• **Task details**
Please retype each of the entries below word for word, leaving the pictures out of your copy.

• **Dataset entries**
------------------------------------------------------------

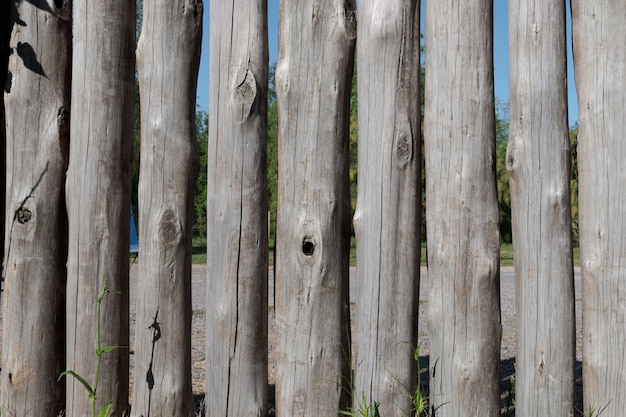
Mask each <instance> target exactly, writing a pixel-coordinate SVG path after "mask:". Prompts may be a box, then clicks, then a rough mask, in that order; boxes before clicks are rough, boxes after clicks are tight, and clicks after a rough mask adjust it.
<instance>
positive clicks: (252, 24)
mask: <svg viewBox="0 0 626 417" xmlns="http://www.w3.org/2000/svg"><path fill="white" fill-rule="evenodd" d="M210 4H211V11H210V16H211V67H210V71H211V77H210V83H211V84H210V97H209V152H208V155H209V156H208V162H207V167H208V182H207V190H208V196H207V214H208V220H207V225H208V227H207V229H208V234H207V236H209V239H208V240H207V259H208V277H207V278H208V282H207V340H206V347H207V358H208V360H207V373H206V375H207V377H206V378H207V380H206V392H207V393H209V394H208V395H209V397H210V401H207V403H206V406H207V415H208V416H253V415H254V416H257V415H258V416H264V415H266V414H267V409H268V385H267V375H268V369H267V366H268V362H267V361H268V358H267V340H268V335H267V331H268V328H267V318H268V317H267V274H268V258H267V257H268V252H267V248H268V230H267V210H268V202H267V157H266V154H267V77H268V45H267V1H266V0H254V1H248V0H245V1H243V0H220V1H212V2H211V3H210Z"/></svg>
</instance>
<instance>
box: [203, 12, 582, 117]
mask: <svg viewBox="0 0 626 417" xmlns="http://www.w3.org/2000/svg"><path fill="white" fill-rule="evenodd" d="M213 1H220V0H213ZM278 1H279V0H268V4H267V7H268V15H269V16H268V35H269V48H270V64H273V63H275V62H276V59H277V55H278ZM287 1H288V0H287ZM435 1H436V0H435ZM209 2H210V0H209V1H206V2H205V6H204V7H205V10H204V37H203V40H202V57H201V61H200V74H199V76H198V93H197V95H198V105H199V106H200V108H201V109H203V110H207V109H208V106H209V33H210V31H209ZM566 3H567V39H568V42H567V43H568V51H567V60H568V61H567V72H568V80H567V84H568V101H569V124H570V126H571V125H573V124H574V123H575V122H576V121H577V120H578V103H577V98H576V89H575V86H574V66H573V61H572V42H571V40H572V37H571V18H570V16H571V14H570V10H569V2H566ZM424 5H425V2H424V1H422V27H421V31H422V33H423V32H424V29H425V27H424V23H423V22H424V7H425V6H424ZM493 14H494V18H493V20H494V43H493V49H494V71H495V73H494V88H495V95H496V97H497V98H498V99H500V100H502V101H504V102H508V101H509V77H508V72H509V56H508V54H509V52H508V50H509V47H508V17H507V15H508V0H494V6H493Z"/></svg>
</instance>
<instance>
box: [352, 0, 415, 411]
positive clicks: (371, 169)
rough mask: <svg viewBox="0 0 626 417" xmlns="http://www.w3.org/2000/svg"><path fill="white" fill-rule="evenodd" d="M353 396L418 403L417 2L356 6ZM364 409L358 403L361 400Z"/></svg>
mask: <svg viewBox="0 0 626 417" xmlns="http://www.w3.org/2000/svg"><path fill="white" fill-rule="evenodd" d="M358 20H359V22H360V23H359V28H358V29H359V34H358V37H357V45H358V52H357V56H358V59H359V64H358V67H359V72H358V83H359V84H358V88H359V90H358V93H359V167H360V169H359V182H358V203H357V210H356V213H355V216H354V226H355V231H356V235H357V255H358V256H357V259H358V268H357V271H358V288H357V289H356V290H357V294H358V300H359V302H358V303H357V335H356V337H357V343H356V346H357V352H356V355H355V358H356V361H355V362H354V363H353V366H354V367H355V387H354V394H355V398H354V400H355V401H358V402H361V401H362V399H363V394H365V399H366V400H367V401H368V403H369V404H373V403H374V402H379V403H380V408H379V412H380V414H381V415H385V416H392V415H399V414H400V413H402V412H405V413H407V414H409V413H410V410H411V409H412V408H413V404H412V401H411V398H412V395H413V393H414V392H415V386H416V383H417V381H416V377H417V362H416V361H415V359H414V358H413V349H415V348H416V346H417V310H418V303H419V300H418V295H419V262H420V242H421V240H420V227H419V222H420V217H421V214H420V213H421V209H420V205H421V178H420V172H421V171H420V165H421V143H420V142H421V135H420V118H419V115H420V108H419V106H420V100H419V94H420V90H419V71H417V70H416V68H419V39H420V38H419V37H420V30H419V21H420V20H419V2H417V1H415V0H394V1H388V0H368V1H361V2H360V3H359V19H358ZM357 408H358V406H357Z"/></svg>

------------------------------------------------------------

• **Reply**
Mask each <instance> target exactly, writing a pixel-coordinate SVG path after "mask:". Prompts may be a box, then clicks, then a rough mask, in that order; boxes before clicks are rough, boxes after clicks are tight, and clicks after a rough mask adjust it.
<instance>
positive clicks: (252, 24)
mask: <svg viewBox="0 0 626 417" xmlns="http://www.w3.org/2000/svg"><path fill="white" fill-rule="evenodd" d="M210 4H211V11H210V16H211V67H210V71H211V77H210V83H211V84H210V97H209V152H208V155H209V156H208V162H207V167H208V182H207V190H208V196H207V214H208V220H207V225H208V227H207V229H208V234H207V236H209V239H208V240H207V259H208V277H207V278H208V282H207V340H206V347H207V358H208V360H207V373H206V375H207V377H206V378H207V380H206V392H207V393H209V394H208V395H209V397H210V401H207V403H206V406H207V415H208V416H253V415H254V416H257V415H258V416H264V415H266V414H267V409H268V385H267V375H268V369H267V366H268V362H267V361H268V358H267V340H268V335H267V331H268V328H267V318H268V317H267V274H268V258H267V257H268V252H267V248H268V230H267V210H268V202H267V157H266V154H267V77H268V45H267V1H266V0H254V1H248V0H245V1H243V0H220V1H212V2H211V3H210Z"/></svg>
</instance>
<instance>
box: [203, 12, 582, 117]
mask: <svg viewBox="0 0 626 417" xmlns="http://www.w3.org/2000/svg"><path fill="white" fill-rule="evenodd" d="M213 1H220V0H213ZM278 1H279V0H268V4H267V7H268V15H269V16H268V35H269V48H270V64H273V63H275V62H276V59H277V55H278ZM287 1H288V0H287ZM435 1H436V0H435ZM209 2H210V0H209V1H206V2H205V6H204V7H205V10H204V37H203V40H202V57H201V61H200V74H199V76H198V93H197V95H198V105H199V106H200V108H201V109H203V110H207V109H208V106H209V33H210V31H209ZM566 3H567V39H568V42H567V43H568V51H567V60H568V61H567V72H568V80H567V84H568V101H569V124H570V126H571V125H573V124H574V123H575V122H576V121H577V120H578V103H577V98H576V89H575V86H574V66H573V61H572V42H571V40H572V37H571V18H570V16H571V14H570V10H569V2H566ZM424 5H425V2H424V1H422V27H421V31H422V33H423V32H424V29H425V27H424V23H423V22H424V7H425V6H424ZM493 14H494V18H493V20H494V43H493V49H494V71H495V73H494V88H495V95H496V97H497V98H498V99H500V100H502V101H504V102H508V101H509V77H508V72H509V56H508V54H509V52H508V50H509V47H508V17H507V15H508V0H494V6H493Z"/></svg>
</instance>
<instance>
box: [352, 0, 415, 411]
positive clicks: (371, 169)
rough mask: <svg viewBox="0 0 626 417" xmlns="http://www.w3.org/2000/svg"><path fill="white" fill-rule="evenodd" d="M353 396L418 403L417 2L356 6ZM364 409L358 403L361 400Z"/></svg>
mask: <svg viewBox="0 0 626 417" xmlns="http://www.w3.org/2000/svg"><path fill="white" fill-rule="evenodd" d="M358 20H359V22H360V23H359V28H358V29H359V34H358V37H357V45H358V52H357V56H358V59H359V64H358V67H359V72H358V83H359V84H358V88H359V90H358V93H359V167H360V169H359V182H358V203H357V210H356V213H355V216H354V226H355V231H356V235H357V255H358V256H357V259H358V268H357V271H358V288H357V289H356V290H357V294H358V300H359V302H358V303H357V335H356V337H357V343H356V346H357V352H356V355H355V358H356V361H355V362H354V363H353V366H354V367H355V387H354V394H355V398H354V400H355V401H358V402H361V401H362V399H363V394H365V399H366V400H367V401H368V403H369V404H373V403H374V402H379V403H380V408H379V412H380V414H381V415H385V416H392V415H399V414H400V413H402V412H405V413H407V414H409V413H410V410H411V409H412V408H413V404H412V401H411V398H412V395H413V393H414V392H415V386H416V383H417V381H416V377H417V362H416V361H415V359H414V358H413V349H415V348H416V346H417V310H418V303H419V300H418V295H419V262H420V242H421V240H420V227H419V222H420V217H421V214H420V213H421V209H420V205H421V178H420V172H421V171H420V165H421V143H420V142H421V135H420V118H419V115H420V108H419V106H420V100H419V94H420V90H419V71H417V70H416V68H419V39H420V38H419V37H420V30H419V21H420V20H419V2H417V1H415V0H394V1H388V0H368V1H361V2H360V3H359V19H358ZM357 408H358V406H357Z"/></svg>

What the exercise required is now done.